ABOUT THIS TASK -
Word for word, give every line of the listing again.

SUPPLIED ENTRIES -

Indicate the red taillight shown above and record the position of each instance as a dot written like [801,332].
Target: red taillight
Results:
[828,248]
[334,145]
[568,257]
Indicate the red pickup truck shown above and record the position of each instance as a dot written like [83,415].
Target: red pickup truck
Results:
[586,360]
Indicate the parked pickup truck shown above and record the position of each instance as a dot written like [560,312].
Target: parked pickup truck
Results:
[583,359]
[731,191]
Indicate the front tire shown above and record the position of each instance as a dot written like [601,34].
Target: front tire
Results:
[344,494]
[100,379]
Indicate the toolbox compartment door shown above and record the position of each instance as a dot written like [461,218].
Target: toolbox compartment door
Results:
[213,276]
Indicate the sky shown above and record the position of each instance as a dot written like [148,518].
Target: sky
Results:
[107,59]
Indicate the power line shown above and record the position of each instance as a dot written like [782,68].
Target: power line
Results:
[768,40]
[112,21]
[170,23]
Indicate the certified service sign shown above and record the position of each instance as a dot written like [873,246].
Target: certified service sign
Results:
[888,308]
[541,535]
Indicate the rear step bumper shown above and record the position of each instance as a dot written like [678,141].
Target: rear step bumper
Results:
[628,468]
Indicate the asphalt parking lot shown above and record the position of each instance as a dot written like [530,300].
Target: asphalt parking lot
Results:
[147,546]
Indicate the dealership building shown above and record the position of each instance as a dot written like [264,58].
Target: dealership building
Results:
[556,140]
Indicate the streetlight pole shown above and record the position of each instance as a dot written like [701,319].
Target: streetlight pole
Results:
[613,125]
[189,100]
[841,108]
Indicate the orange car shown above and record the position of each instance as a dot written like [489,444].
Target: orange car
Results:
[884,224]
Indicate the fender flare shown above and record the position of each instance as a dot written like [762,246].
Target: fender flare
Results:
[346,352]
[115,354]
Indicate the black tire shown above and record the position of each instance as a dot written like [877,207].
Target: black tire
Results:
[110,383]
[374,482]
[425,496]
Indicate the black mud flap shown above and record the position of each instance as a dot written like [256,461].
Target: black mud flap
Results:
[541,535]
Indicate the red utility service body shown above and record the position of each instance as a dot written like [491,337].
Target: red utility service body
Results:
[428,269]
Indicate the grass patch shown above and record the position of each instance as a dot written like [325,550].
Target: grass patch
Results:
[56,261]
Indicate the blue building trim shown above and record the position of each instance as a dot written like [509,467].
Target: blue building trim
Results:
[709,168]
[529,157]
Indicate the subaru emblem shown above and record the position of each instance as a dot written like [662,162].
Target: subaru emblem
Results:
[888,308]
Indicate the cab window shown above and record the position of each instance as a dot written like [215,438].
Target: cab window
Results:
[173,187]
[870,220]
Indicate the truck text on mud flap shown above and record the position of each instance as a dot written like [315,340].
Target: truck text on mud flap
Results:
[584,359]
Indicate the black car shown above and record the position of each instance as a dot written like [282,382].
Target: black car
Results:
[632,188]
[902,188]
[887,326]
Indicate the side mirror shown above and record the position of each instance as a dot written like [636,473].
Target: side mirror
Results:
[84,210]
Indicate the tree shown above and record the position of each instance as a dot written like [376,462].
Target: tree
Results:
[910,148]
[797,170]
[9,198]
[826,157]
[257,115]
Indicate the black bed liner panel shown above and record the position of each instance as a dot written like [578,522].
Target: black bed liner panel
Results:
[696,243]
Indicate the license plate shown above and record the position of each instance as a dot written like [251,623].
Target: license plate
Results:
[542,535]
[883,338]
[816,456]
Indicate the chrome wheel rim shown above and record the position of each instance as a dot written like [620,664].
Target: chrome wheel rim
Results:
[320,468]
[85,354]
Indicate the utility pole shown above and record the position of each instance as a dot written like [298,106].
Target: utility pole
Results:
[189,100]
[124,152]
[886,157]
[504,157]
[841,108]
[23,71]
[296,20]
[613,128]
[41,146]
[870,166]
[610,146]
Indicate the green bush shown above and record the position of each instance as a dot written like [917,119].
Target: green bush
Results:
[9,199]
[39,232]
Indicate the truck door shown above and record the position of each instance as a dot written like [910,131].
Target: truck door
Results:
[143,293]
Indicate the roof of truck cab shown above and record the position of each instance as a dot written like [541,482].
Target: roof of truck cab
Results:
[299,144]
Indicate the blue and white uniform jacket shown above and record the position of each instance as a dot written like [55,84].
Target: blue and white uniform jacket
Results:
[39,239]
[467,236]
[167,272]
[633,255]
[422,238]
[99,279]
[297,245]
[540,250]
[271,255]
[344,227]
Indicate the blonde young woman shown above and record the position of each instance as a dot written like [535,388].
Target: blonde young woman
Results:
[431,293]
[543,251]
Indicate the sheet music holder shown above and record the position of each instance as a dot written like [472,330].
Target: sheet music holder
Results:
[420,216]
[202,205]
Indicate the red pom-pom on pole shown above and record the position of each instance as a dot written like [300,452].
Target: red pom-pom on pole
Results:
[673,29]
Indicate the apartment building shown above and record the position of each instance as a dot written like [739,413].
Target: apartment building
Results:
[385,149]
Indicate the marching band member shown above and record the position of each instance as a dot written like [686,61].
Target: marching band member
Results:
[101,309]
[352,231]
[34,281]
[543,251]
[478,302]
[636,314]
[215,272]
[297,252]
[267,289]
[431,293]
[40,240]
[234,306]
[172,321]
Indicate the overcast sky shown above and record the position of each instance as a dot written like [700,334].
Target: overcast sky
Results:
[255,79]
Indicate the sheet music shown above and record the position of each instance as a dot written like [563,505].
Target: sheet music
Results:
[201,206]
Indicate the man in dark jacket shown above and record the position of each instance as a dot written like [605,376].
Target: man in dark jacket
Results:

ANSWER TO THIS TASK -
Indicate the red taillight shown above and record the position of each instance as a dot written like [801,332].
Target: red taillight
Results:
[828,248]
[334,145]
[568,257]
Indicate the red pickup truck shown above and record the position of each instance as a dot written like [83,415].
Target: red pickup truck
Results:
[586,360]
Indicate the parked pickup truck shown above and record the position of each instance as a dot written like [560,312].
Target: parked pickup truck
Results:
[583,359]
[731,191]
Indicate the front tire shown above and record the position of each instance as a dot written like [601,34].
Target: front tire
Results:
[344,494]
[100,379]
Indicate the toolbox compartment door shown above and record the position of each instance as a dot written like [461,218].
Target: toolbox compartment door
Results:
[213,276]
Indicate the sky shown above and record the position of each instance as a dot written like [148,518].
Target: sky
Results:
[107,59]
Indicate the power line shown above and record the position of each instance as a dot written like [782,68].
Target: power line
Results:
[768,40]
[112,21]
[170,23]
Indicate the certified service sign shown above and record the position of each instance as a dot written like [873,246].
Target: certified service sign
Results:
[888,308]
[541,535]
Indicate the rear step bumper shown above and record the position of each instance as a dot written like [678,141].
Target: rear step bumper
Results:
[628,468]
Indicate the asphalt parking lot shown above and record the position of each instance as a dot written like [530,300].
Target: asphalt parking lot
Results:
[147,546]
Indicate the dealership building shown above and record the position of each instance as a dot written like [264,58].
Target: dealership building
Results:
[556,140]
Indicate the streetlight pole shown above and record the position of each instance as a dot written like [701,319].
Target: streetlight pole
Results:
[613,125]
[189,100]
[841,108]
Indicate the orange car shown above and record the position of each instance as a dot written like [489,444].
Target: orange car
Results:
[884,224]
Indicate the fender flare shown above and record the position of each instance as a dot written like [762,246].
Target: fender flare
Results:
[346,352]
[115,354]
Indicate the black tire shown above and record the position of each instance as a dot written like [877,207].
Target: black tire
Results:
[110,383]
[374,482]
[425,496]
Indicate the black mud flap shown above and record the position of each instance as a dot written like [256,461].
Target: black mud flap
Results:
[541,535]
Indicate the red utility service body shown above and record the position of each instance as a dot written like [491,337].
Target: red utility service body
Results:
[428,269]
Indicate the grass patch shown above and record the position of each instance as a dot written like [325,550].
Target: grass patch
Results:
[56,261]
Indicate the blue building trim shown above and record the position of each instance as a dot written like [509,467].
Target: blue building trim
Results:
[709,168]
[529,157]
Indicate the subaru emblem shown above and record the position of each instance as a dot written like [662,162].
Target: subaru emblem
Results:
[888,308]
Indicate the cab window shown above and record the position of each instance as a dot written like [215,438].
Target: cab window
Results:
[173,187]
[870,220]
Indicate the truck text on mud flap shown above and record the position of each instance as a dot written like [315,340].
Target: truck text on mud flap
Results:
[584,359]
Indicate the black car shown above and record the position of each instance as a dot written like [282,382].
Target: black car
Results:
[632,188]
[902,188]
[887,326]
Indicate the side mirror shown above and record the position of each instance as a dot written like [636,473].
Target: side mirror
Results:
[84,210]
Indicate the tree shown above and record the position of each instance as a dot written like [376,462].
Target: tree
Results:
[910,148]
[797,170]
[9,198]
[826,157]
[257,115]
Indicate the black bed liner panel shown above and record the position of each instance as a dot written like [578,522].
Target: black bed liner panel
Results:
[696,243]
Indicate the license plate shown above and record the position of each instance as a dot written like [251,623].
Target: license plate
Results:
[542,535]
[883,338]
[816,456]
Indicate the chrome wheel rim shown above and record the position of each instance as a dot written like [620,664].
Target: chrome wheel rim
Results:
[320,468]
[85,354]
Indicate the utility pole shown above and record the position of each instance as a dot written like [298,106].
Target: utility pole
Results:
[189,100]
[124,152]
[886,157]
[504,157]
[841,108]
[23,71]
[296,20]
[613,128]
[41,146]
[870,166]
[610,146]
Indicate the green bush shown above and record the position of each instance as a dot written like [917,119].
Target: green bush
Results:
[9,199]
[39,232]
Indicate the truck door shown above and record the position of each instance as a dot written like [910,131].
Target: truck door
Results:
[143,293]
Indicate the roof of truck cab shown above and record the position of each instance as a dot written like [541,482].
Target: roof of truck cab
Results:
[299,144]
Indicate the blue and white uniform jacket shown above and record the position of each instance as a dot written like [55,84].
Target: blue and white uniform jacket
Results:
[39,239]
[467,236]
[167,272]
[633,255]
[422,238]
[99,279]
[297,245]
[540,250]
[271,255]
[344,227]
Indicate the blonde young woman shown above and record the position of each instance as a dot written like [535,388].
Target: blonde young woman
Results:
[431,293]
[543,251]
Indicate the sheet music holder shown above and record the position of each instance as a dot written like [472,330].
Target: sheet music holder
Results:
[420,216]
[202,205]
Indicate the red pom-pom on pole shown above and record the position of each instance as a dot written like [300,452].
Target: red pom-pom on pole
Results:
[673,29]
Indicate the apartment building shown above and record the position of each instance as a dot written like [739,413].
Target: apartment building
Results:
[385,149]
Indicate the marching band member shown above and record the position of each instance as a dot written like [686,61].
Target: marching band member
Results:
[101,309]
[352,231]
[34,281]
[543,251]
[478,302]
[636,314]
[215,272]
[297,252]
[267,289]
[431,293]
[40,240]
[234,306]
[172,321]
Indicate the overcast sky shown above and record the position of each instance as a dot written like [700,334].
Target: overcast sky
Results:
[255,79]
Indicate the sheet music shown above and record the position of each instance as a dot written like [563,505].
Target: sheet music
Results:
[201,206]
Indicate the man in dark jacket shown above and record the position of each instance as a dot written like [605,376].
Target: man in dark jacket
Results:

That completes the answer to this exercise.